### [Text section]
******

We can reread the Ethics as entirely about ‘changing relative velocities until the absolute velocity of thought is reached in the third kind of knowledge’ (127).  There is a major difference between the propositions and the scholia and the speed at which they progress and combine, again like a musical composition.

Spinoza also can be understood as describing substance in terms of its longitude and latitude, terms from the Middle Ages as well as from geography.  [Introduced without comment in Thousand Plateaus -- as is the stuff on speeds etc] Longitude of the body refers to the relations of speed and slowness, motion and rest between the particles that compose it [which are themselves seen as ‘unformed elements’, something infinitely small, lacking form unlike composite bodies].  Latitude refers to sets of affects, the intensive states of the anonymous force for existing or being affected etc.  These affects occupy bodies at each moment.  Together this helps construct the map of the body.  Together they constitute nature and the plane of imminence or consistency.  Here, this plane is ‘always variable and is constantly being altered, composed and  recomposed, by individuals and collectivities’ (128) [which implies that any active body, not just philosophers, can produce a plane of immanence].

******

### [Input data]
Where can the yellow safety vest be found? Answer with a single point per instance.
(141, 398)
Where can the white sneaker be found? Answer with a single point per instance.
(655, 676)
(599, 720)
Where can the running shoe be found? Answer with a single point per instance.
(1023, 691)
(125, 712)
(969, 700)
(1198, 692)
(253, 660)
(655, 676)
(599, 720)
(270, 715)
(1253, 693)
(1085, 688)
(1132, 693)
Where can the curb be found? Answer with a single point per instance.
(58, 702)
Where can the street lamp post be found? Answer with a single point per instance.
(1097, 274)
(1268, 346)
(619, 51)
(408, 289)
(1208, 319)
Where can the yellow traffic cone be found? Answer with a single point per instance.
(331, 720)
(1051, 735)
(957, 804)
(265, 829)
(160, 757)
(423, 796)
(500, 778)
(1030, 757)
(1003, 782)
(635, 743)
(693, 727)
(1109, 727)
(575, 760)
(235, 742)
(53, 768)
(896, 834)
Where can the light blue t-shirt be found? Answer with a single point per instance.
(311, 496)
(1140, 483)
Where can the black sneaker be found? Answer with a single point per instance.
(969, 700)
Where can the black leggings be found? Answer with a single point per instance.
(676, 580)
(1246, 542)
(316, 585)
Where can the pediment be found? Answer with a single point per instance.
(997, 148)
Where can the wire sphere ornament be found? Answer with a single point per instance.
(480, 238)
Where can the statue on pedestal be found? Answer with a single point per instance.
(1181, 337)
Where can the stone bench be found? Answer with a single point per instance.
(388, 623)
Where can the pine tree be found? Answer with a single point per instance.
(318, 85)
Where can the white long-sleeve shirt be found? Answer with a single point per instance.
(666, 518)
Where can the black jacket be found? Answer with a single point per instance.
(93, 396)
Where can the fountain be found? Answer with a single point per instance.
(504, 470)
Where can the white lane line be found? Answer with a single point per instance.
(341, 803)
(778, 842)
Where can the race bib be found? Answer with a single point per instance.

******

### [Work order 1]
Rewrite the part of the Spinoza passage that opens with the words containing "We can reread" and closes with "a musical composition.", putting "symphony" in place of "musical composition".
### [Work order 2]
According to the Spinoza passage, what does the latitude of a body refer to?
The material comes from a different source than the text.

### [Exercise result 1]
We can reread the Ethics as entirely about ‘changing relative velocities until the absolute velocity of thought is reached in the third kind of knowledge’ (127).  There is a major difference between the propositions and the scholia and the speed at which they progress and combine, again like a symphony.

### [Exercise result 2]
Sets of affects, the intensive states of the anonymous force for existing or being affected.